RECORDS FOR THIS TASK
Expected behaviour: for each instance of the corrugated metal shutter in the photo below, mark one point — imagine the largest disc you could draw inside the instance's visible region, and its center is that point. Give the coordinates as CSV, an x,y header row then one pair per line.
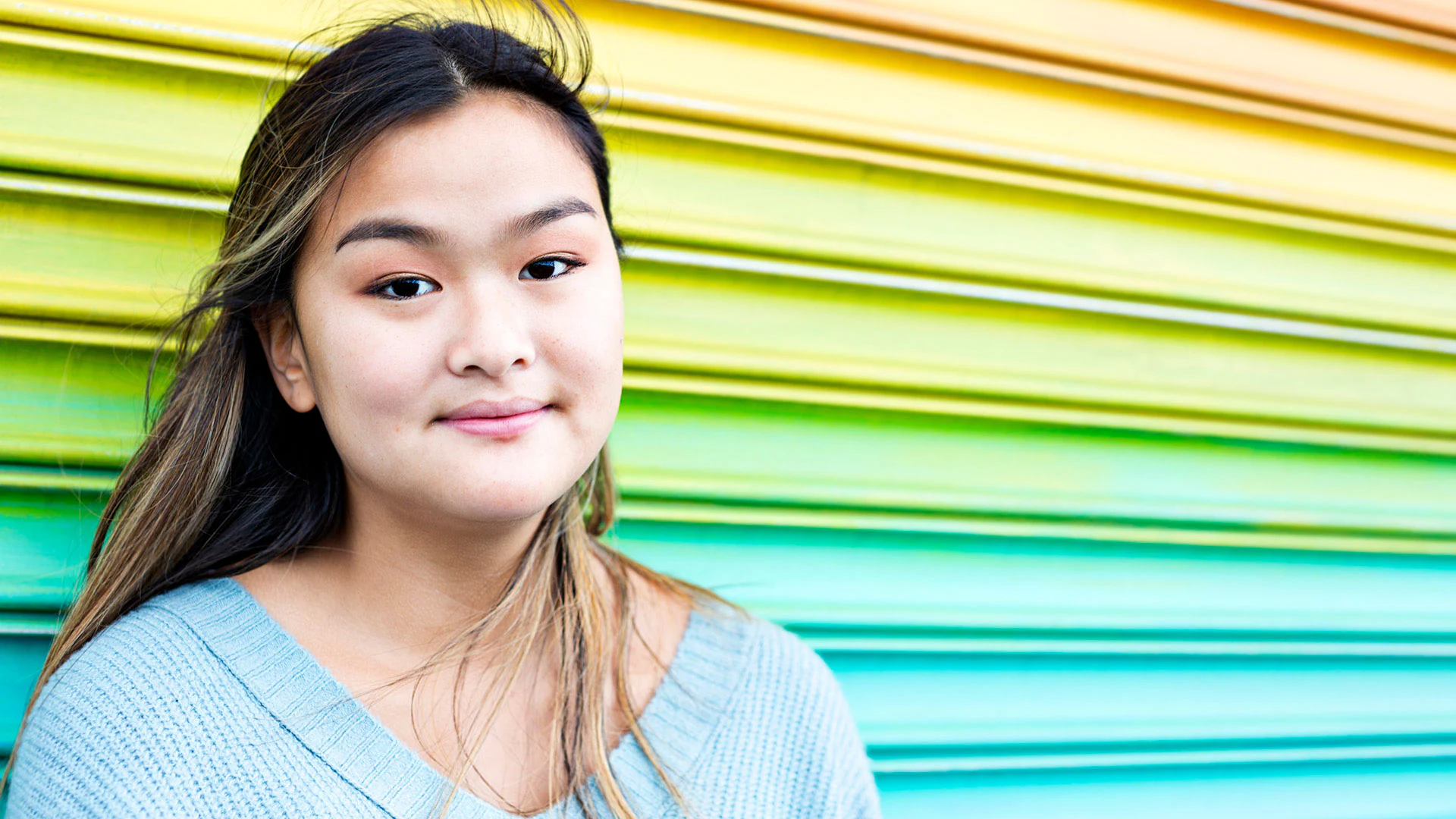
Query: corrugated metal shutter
x,y
1076,375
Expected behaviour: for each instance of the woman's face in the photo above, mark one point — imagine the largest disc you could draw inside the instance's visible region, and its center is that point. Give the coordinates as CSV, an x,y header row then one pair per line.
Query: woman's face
x,y
459,315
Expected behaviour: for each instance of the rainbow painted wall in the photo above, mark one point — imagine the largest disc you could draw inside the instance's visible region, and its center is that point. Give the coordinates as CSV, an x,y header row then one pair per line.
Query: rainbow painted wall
x,y
1078,376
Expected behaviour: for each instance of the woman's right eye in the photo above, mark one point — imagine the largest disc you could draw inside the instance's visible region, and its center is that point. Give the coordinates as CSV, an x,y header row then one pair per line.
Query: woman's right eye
x,y
405,287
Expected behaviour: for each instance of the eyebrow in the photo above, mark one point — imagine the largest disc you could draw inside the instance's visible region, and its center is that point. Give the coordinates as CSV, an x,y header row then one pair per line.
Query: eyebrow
x,y
417,235
544,216
422,237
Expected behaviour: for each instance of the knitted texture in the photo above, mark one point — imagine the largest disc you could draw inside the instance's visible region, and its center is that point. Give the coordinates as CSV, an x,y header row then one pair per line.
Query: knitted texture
x,y
199,704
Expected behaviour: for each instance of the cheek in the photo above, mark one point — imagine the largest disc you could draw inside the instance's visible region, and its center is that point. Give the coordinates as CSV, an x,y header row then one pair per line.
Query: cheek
x,y
588,354
367,378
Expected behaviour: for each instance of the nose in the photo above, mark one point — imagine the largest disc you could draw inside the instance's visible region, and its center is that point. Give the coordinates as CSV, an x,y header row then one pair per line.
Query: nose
x,y
492,333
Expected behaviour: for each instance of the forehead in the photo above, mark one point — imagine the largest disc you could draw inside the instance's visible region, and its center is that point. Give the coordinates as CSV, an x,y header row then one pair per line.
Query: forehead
x,y
492,156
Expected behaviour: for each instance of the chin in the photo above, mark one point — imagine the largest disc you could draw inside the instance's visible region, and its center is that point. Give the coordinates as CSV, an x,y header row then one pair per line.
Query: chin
x,y
491,506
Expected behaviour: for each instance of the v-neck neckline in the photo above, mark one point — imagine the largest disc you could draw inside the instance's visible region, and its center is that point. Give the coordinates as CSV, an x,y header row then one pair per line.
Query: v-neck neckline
x,y
346,735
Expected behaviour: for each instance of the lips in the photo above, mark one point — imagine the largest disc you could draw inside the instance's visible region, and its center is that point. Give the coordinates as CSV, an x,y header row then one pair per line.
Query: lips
x,y
497,419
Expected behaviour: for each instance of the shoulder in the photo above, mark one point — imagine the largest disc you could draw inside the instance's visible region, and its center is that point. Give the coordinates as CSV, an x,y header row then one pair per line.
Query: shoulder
x,y
786,729
783,678
147,656
118,701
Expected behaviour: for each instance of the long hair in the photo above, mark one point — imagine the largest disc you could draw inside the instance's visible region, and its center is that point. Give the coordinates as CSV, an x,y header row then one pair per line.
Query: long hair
x,y
229,477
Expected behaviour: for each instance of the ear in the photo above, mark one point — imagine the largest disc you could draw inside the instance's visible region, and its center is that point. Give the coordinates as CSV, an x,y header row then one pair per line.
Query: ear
x,y
287,360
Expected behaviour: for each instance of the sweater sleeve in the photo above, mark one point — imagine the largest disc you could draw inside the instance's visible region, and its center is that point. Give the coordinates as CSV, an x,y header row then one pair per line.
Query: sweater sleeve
x,y
852,784
64,764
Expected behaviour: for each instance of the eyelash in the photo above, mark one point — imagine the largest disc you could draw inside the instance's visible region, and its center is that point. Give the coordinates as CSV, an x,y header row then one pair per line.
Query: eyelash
x,y
381,289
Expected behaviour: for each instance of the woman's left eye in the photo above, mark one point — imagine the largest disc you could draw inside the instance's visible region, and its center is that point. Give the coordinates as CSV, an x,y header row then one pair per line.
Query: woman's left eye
x,y
405,287
542,270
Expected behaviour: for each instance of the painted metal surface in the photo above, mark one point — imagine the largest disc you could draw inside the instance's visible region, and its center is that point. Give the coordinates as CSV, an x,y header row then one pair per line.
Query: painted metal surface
x,y
1076,375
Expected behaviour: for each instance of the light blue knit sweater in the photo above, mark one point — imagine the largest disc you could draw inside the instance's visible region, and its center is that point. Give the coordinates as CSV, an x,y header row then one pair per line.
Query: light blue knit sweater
x,y
200,704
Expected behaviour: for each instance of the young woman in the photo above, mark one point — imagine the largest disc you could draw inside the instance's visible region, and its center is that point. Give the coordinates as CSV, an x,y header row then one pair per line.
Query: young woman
x,y
354,569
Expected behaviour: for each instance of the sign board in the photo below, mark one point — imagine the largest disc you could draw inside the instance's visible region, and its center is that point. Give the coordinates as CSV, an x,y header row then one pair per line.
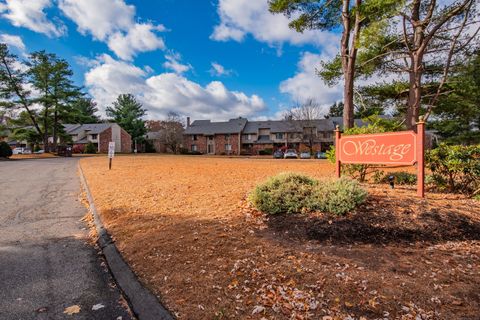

ABOUT THIS TASK
All lines that include the word "below" must be copied from the material above.

EXERCISE ANSWER
Expected behaviour: for each instance of the corrugated metal shutter in the photo below, mark one point — imagine the largest disc you could draw inside the instance's visible region, and its center is that point. Give the coordinates as CSV, an x,y header row then one pair per line.
Expected behaviour: for each instance of the sign board in the photo below, mark one point — imagine the largest disc you could draw inside the instance's visible region, and its center is that point. Give the coordinates as CSV, an x,y header row then one pair per line.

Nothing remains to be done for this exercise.